### [REQUIRED ACTION]
Please reproduce word for word the part of the chess profile below that opens with the words containing "Means’ passion is" and closes with "of his students.".

### [PROVIDED PASSAGE]
VOLUME 25 #3

Current cover


Image of Johnny Means teaching young school age children to play chess for the Wilmington Urban Chess Initiative

A game of choices

STUDENTS | “Chess, like life, is a game of choices,” says Johnny Means, BE21. “Every choice, starting from the beginning, affects every outcome, situation and choice thereafter.”

A first-year student from Wilmington’s Southbridge neighborhood, Means chose to start his academic career at UD this fall, aided by a $10,000 Live Más scholarship, which the Taco Bell Foundation awards not for test scores or essays, but for passion.

Means’ passion is chess, and more specifically, cultivating a love of the ancient military game in the youngest members of his community. In 2014, he helped launch the Wilmington Urban Chess Initiative, which brings chess into after-school programs, and he has tutored nearly 60 kids to date.

“I believe teaching young people how the moves they make early on will dictate success or failure is a very crucial lesson,” he says as he knocks down the pieces of a chessboard incorrectly set up by one of his students.

“He’s tough,” says Jalyle, a sixth grader he teaches at Bernice’s Educational School Age Center in Wilmington. “But he’s really nice, too. He just gives us tough love.”

Means thinks of it as the foundations, the building blocks. “Be patient, be tactical, have a plan,” he tells his students. It’s the same advice he gives himself. “Good grades, good education, good role models, good values,” he says. Those have been the building blocks that have brought him to where he is today: a management and information systems major with an interest in logic, data—and politics. He dreams of being Delaware’s governor someday and looks forward to visiting both the College Republicans and Democrats to “see which sparks my interest.”

Also on his to-do list: joining UD’s Chess Club.

“It’s a really fair game. There’s no imbalance at the outset,” he says. “It’s about playing your best, playing your hardest and outsmarting the other person.”

### [PROVIDED DATA]
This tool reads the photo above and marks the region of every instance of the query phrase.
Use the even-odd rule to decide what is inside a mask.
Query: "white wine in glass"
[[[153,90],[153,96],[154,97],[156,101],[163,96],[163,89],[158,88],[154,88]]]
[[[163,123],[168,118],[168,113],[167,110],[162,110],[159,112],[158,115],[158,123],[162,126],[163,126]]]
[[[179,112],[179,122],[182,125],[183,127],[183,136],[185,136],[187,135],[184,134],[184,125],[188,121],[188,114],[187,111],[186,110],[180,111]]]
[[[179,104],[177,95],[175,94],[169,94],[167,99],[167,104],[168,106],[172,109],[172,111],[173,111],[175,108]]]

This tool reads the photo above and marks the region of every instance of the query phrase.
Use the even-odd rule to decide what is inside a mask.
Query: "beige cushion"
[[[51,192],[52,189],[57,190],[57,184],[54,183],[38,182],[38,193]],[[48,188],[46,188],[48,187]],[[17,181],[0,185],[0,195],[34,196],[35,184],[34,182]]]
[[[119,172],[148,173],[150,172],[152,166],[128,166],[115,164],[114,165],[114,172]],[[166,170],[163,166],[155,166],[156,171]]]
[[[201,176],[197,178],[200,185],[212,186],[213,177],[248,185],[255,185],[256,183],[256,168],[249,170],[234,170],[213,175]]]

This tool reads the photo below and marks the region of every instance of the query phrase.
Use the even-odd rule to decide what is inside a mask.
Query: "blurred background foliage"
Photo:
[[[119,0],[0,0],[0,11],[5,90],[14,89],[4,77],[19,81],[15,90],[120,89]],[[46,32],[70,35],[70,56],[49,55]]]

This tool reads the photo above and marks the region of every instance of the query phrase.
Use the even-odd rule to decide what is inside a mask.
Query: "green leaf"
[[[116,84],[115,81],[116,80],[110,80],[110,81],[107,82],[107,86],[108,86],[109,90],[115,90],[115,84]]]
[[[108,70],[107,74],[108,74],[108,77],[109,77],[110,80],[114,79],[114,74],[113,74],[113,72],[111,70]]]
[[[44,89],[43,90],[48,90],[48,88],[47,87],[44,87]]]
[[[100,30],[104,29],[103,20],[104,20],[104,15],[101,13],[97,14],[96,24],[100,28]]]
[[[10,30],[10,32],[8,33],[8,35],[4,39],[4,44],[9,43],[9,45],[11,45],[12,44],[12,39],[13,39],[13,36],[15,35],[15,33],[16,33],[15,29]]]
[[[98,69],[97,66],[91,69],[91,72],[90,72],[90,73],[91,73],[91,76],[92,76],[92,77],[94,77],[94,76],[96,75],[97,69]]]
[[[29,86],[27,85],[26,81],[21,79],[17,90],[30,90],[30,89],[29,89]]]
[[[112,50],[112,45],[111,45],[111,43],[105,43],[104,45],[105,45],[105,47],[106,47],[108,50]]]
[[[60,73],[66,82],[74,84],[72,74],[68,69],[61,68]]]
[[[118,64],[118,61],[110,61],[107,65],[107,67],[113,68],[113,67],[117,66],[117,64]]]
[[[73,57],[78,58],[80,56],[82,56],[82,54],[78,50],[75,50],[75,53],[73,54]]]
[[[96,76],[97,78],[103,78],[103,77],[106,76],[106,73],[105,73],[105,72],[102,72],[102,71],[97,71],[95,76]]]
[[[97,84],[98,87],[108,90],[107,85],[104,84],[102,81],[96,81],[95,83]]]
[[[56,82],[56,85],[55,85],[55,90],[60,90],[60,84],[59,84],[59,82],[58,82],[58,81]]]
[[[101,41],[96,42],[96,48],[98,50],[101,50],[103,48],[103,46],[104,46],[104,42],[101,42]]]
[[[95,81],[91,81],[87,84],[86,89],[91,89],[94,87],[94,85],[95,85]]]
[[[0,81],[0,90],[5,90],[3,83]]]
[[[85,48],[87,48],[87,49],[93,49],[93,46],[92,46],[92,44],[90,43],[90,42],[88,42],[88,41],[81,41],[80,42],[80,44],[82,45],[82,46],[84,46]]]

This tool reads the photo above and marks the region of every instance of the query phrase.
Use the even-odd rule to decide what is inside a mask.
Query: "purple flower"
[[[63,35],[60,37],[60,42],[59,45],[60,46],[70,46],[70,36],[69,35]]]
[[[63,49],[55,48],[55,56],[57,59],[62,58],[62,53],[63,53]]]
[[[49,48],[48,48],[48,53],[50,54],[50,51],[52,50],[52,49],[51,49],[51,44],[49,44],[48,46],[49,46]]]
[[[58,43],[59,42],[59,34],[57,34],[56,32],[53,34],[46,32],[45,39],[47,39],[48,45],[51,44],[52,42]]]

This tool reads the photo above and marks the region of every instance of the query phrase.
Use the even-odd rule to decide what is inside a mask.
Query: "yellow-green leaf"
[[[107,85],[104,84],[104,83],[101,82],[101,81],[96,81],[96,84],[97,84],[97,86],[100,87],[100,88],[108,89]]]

### [EXPECTED OUTPUT]
Means’ passion is chess, and more specifically, cultivating a love of the ancient military game in the youngest members of his community. In 2014, he helped launch the Wilmington Urban Chess Initiative, which brings chess into after-school programs, and he has tutored nearly 60 kids to date.

“I believe teaching young people how the moves they make early on will dictate success or failure is a very crucial lesson,” he says as he knocks down the pieces of a chessboard incorrectly set up by one of his students.